Is the new version of Death Wish a return to form for director Eli Roth or just another pointless remake? Dan Jensen gives his thoughts.
Directed by Eli Roth (2018)
DEATH WISH is a remake of the classic 1974 action film starring Charles Bronson, this time around featuring Bruce Willis in the lead role of Paul Kersey — a man who embarks on a vigilante justice spree after a tragedy involving his wife and daughter. Directed by Eli Roth, the character of Kersey has been changed from an architect to a surgeon in an attempt at irony over the fact that a man who has sworn to save lives is now taking them. This painful attempt at irony is just one of many areas in which this film fails miserably.
Let me interject here — I'm a huge fan of Eli Roth. Ever since his debut horror film Cabin Fever, I found the man intriguing, with his warped sense of humour and immense love of the horror genre. He followed that film with the first two Hostel movies which I also really enjoyed, but it was soon after that his career took a downward turn. While he did produce a few good movies, including The Sacrament, his work as a director gave us such turkeys as Knock, Knock and the awful Green Inferno. There's a reason why you're reading this wondering what those movies are, they just aren't worth seeing. Nonetheless, I had hopes that Death Wish would be his triumphant return to directing something great, much like M. Night Shyamalan did with The Visit.
Unfortunately, what we have here is 107 minutes of the worst dialogue I've heard in a movie this year, terrible performances from great actors, completely forgettable "action" scenes and a lot of missed opportunities.
Let's begin with the dialogue. There's a fundamental rule of screenwriting which states "show, don't tell". In other words, rather than have characters sitting around telling us what's going on, show it in imagery. Cinema is, after all, primarily a visual medium. In Death Wish, we're given so many scenes of bland exposition either from our characters having conversations where they may as well be looking straight at the audience, or from news reports, radio shows and podcasts that are interspersed throughout the narrative to the point where you just want to yell "we get it!" It's like the movie was written by someone who hadn't seen too many movies and didn't really know what to do.

◆ Input data:

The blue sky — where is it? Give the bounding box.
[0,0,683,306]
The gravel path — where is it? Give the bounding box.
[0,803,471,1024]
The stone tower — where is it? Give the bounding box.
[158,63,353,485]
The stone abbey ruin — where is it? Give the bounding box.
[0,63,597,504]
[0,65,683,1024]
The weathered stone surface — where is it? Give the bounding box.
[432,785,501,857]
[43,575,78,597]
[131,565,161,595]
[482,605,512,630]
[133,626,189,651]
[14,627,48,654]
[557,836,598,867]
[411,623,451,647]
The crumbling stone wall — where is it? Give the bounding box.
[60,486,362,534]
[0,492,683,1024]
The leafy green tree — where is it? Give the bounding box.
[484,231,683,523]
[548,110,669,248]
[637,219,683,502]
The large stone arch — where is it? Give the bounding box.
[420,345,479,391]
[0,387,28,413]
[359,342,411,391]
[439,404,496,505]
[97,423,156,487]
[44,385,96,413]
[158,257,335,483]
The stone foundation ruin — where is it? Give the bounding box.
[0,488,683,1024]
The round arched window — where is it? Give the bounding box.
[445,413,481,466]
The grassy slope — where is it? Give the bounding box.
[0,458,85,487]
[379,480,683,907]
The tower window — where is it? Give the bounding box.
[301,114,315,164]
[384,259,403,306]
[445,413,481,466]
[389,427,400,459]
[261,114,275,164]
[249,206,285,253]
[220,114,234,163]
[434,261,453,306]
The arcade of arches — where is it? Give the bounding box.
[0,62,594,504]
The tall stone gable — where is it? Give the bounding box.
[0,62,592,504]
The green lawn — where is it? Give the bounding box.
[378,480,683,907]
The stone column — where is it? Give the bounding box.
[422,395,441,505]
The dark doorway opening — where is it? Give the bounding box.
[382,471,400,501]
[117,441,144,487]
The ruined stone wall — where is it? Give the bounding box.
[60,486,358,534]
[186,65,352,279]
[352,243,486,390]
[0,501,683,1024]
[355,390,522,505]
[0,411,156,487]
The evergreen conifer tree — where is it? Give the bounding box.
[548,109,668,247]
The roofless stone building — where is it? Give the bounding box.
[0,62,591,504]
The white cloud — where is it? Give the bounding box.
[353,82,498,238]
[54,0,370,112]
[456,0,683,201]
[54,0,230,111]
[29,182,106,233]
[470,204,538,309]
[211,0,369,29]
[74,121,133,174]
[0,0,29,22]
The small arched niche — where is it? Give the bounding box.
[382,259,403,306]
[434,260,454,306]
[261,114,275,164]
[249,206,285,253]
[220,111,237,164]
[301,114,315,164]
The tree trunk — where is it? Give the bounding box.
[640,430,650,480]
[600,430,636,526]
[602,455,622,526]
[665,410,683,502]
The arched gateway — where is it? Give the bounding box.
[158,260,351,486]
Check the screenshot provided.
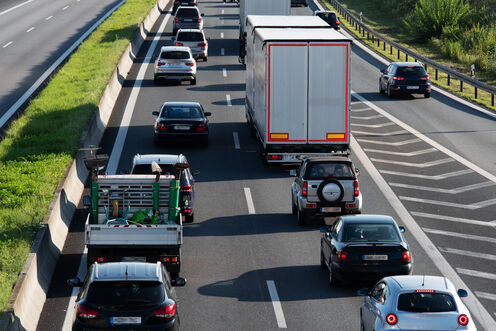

◆ Assigned task 1:
Summarize the Death Wish review in two sentences.
◆ Assigned task 2:
Repeat the stretch of the Death Wish review from "Let's begin with" through "what to do.", swapping "exposition" for "explanation".
◆ Assigned task 3:
Carry the Death Wish review forward, starting right after its final sentence.

◆ Answer 1:
Eli Roth's 2018 remake of Death Wish casts Bruce Willis as Paul Kersey, now a surgeon instead of an architect, who sets out on a vigilante justice spree after a tragedy involving his wife and daughter. The reviewer is a fan of Roth and had hoped for a comeback, but judges the film a failure because of bad dialogue full of bland exposition, poor performances, forgettable action scenes and missed opportunities.

◆ Answer 2:
Let's begin with the dialogue. There's a fundamental rule of screenwriting which states "show, don't tell". In other words, rather than have characters sitting around telling us what's going on, show it in imagery. Cinema is, after all, primarily a visual medium. In Death Wish, we're given so many scenes of bland explanation either from our characters having conversations where they may as well be looking straight at the audience, or from news reports, radio shows and podcasts that are interspersed throughout the narrative to the point where you just want to yell "we get it!" It's like the movie was written by someone who hadn't seen too many movies and didn't really know what to do.

◆ Answer 3:
Most of the performances were incredibly bad, but it's hard to blame the actors since we all know they capable of so much better. The delightful Elisabeth Shue plays Paul's wife Lucy, although her role isn't that extensive. We also have Dean Norris who is no stranger to playing a detective and Vincent D'Onofrio as Frank, brother of Paul. The latter is one of my most favourite actors of all time and it was a joy to see him shine in this, despite being given such inane material. But let's face it, most people are going to be seeing this movie for Bruce Willis and I hope they're ready for what is probably the worst performance in his entire career. Here's a character who the audience should be feeling sympathy for, who needs to go through a drastic change and should be torn apart with the notion of taking lives after swearing the Hippocratic Oath. Sadly, Bruce just plods along looking as though he doesn't want to be there and emotes two facial expressions. The whole time I couldn't help but wish they'd given the lead role to D'Onofrio, he would have elevated the character to something far more memorable.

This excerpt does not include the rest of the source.